Collected data >>
---*---

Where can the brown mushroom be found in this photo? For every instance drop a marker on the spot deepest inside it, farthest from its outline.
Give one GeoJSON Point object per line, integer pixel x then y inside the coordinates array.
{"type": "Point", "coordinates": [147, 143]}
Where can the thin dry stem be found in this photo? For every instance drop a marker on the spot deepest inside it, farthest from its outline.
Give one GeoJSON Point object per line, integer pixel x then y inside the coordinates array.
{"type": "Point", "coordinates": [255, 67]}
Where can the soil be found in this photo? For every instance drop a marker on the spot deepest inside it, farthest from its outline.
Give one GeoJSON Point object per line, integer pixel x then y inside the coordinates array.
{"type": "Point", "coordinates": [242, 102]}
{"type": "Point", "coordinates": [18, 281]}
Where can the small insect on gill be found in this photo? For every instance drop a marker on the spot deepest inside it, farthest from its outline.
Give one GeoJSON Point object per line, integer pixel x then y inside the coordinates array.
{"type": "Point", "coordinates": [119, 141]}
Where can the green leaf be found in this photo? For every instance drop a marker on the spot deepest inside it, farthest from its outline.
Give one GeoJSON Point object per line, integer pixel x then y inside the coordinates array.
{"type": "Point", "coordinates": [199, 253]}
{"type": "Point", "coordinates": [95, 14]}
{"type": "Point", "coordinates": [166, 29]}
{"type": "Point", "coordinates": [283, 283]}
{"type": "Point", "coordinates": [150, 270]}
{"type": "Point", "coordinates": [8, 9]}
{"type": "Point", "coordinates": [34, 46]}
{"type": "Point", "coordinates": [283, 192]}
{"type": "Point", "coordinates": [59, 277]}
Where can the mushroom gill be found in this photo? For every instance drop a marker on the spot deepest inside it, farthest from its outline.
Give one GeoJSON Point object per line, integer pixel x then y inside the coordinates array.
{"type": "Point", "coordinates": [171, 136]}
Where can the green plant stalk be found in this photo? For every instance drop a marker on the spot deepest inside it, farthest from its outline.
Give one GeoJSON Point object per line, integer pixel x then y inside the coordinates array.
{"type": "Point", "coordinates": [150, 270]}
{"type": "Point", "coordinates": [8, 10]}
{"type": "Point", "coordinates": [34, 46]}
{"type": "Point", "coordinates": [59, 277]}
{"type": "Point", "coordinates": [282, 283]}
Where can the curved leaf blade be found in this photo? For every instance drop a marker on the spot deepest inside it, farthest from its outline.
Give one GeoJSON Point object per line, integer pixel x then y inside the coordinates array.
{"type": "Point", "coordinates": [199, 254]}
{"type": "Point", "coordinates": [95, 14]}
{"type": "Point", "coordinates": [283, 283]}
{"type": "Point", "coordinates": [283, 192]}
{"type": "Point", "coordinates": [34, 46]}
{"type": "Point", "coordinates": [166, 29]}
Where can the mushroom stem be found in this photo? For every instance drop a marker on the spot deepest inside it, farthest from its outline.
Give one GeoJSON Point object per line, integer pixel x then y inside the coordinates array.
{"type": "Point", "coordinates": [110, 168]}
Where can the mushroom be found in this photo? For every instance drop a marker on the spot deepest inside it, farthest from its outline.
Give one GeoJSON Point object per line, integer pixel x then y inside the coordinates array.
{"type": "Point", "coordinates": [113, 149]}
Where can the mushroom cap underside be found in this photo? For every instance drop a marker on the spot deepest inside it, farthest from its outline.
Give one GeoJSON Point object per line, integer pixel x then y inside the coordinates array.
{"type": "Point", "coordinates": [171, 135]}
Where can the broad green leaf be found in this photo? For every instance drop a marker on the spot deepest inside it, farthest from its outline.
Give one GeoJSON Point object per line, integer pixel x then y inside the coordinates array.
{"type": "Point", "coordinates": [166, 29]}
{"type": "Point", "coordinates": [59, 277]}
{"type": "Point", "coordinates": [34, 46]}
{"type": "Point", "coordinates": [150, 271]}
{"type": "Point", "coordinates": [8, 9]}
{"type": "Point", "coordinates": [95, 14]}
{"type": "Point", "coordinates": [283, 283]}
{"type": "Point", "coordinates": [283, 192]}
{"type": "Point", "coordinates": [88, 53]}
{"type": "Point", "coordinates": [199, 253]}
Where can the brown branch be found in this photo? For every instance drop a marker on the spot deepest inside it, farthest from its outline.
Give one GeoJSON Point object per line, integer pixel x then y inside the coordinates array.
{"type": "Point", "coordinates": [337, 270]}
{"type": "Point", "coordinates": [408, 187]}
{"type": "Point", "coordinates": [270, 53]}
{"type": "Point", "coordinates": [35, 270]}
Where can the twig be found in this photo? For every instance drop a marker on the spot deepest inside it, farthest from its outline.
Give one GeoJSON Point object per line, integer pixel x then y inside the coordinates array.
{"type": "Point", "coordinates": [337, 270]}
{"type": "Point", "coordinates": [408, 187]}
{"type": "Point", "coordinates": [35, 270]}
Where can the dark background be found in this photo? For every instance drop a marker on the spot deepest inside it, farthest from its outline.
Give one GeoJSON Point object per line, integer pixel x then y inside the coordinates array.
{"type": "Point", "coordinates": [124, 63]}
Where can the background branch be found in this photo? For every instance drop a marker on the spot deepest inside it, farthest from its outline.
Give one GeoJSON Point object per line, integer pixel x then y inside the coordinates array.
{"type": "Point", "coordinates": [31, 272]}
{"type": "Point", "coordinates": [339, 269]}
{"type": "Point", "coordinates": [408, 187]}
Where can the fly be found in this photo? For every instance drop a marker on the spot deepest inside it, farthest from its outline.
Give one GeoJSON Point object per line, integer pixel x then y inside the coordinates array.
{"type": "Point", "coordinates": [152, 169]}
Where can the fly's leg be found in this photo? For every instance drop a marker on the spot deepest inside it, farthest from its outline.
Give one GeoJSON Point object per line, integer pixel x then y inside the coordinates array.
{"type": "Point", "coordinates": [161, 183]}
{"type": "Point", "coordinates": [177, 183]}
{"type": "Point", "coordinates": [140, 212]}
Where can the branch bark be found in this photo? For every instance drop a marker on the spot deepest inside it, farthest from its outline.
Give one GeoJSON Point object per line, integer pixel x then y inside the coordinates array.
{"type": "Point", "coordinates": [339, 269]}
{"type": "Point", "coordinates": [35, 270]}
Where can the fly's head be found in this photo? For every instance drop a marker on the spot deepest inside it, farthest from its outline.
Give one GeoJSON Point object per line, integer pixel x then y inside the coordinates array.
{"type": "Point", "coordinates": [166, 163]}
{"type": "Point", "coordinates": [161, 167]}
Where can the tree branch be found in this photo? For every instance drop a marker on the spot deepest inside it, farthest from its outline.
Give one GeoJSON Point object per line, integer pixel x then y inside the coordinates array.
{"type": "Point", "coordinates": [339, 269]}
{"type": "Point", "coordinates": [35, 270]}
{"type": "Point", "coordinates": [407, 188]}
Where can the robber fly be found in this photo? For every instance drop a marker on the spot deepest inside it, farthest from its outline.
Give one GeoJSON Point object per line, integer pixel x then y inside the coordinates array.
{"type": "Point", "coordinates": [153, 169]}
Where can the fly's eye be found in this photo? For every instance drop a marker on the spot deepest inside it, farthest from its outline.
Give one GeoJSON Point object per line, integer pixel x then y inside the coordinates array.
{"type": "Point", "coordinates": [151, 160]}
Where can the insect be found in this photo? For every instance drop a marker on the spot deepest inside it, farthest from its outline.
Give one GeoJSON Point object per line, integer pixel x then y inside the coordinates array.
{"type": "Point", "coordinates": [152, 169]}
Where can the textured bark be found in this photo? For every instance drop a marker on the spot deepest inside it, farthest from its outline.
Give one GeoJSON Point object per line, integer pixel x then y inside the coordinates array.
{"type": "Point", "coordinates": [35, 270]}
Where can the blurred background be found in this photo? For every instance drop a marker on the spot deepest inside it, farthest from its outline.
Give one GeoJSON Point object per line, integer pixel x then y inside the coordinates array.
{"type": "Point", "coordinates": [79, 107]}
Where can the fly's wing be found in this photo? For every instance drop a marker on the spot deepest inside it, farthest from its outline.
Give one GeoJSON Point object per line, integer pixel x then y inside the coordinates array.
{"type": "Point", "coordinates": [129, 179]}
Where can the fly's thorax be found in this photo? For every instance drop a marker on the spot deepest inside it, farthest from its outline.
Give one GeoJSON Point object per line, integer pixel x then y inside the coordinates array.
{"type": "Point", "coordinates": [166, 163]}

---*---

The task >>
Copy the lines above exactly, beginning at the line containing "Where can the fly's thorax" and stopping at the last line.

Response box >>
Where can the fly's thorax be found in this photo? For every instance drop a marker on the spot deepest inside it, farthest from its outline.
Give one GeoJSON Point object per line, integer pixel x then y inside the coordinates array.
{"type": "Point", "coordinates": [166, 163]}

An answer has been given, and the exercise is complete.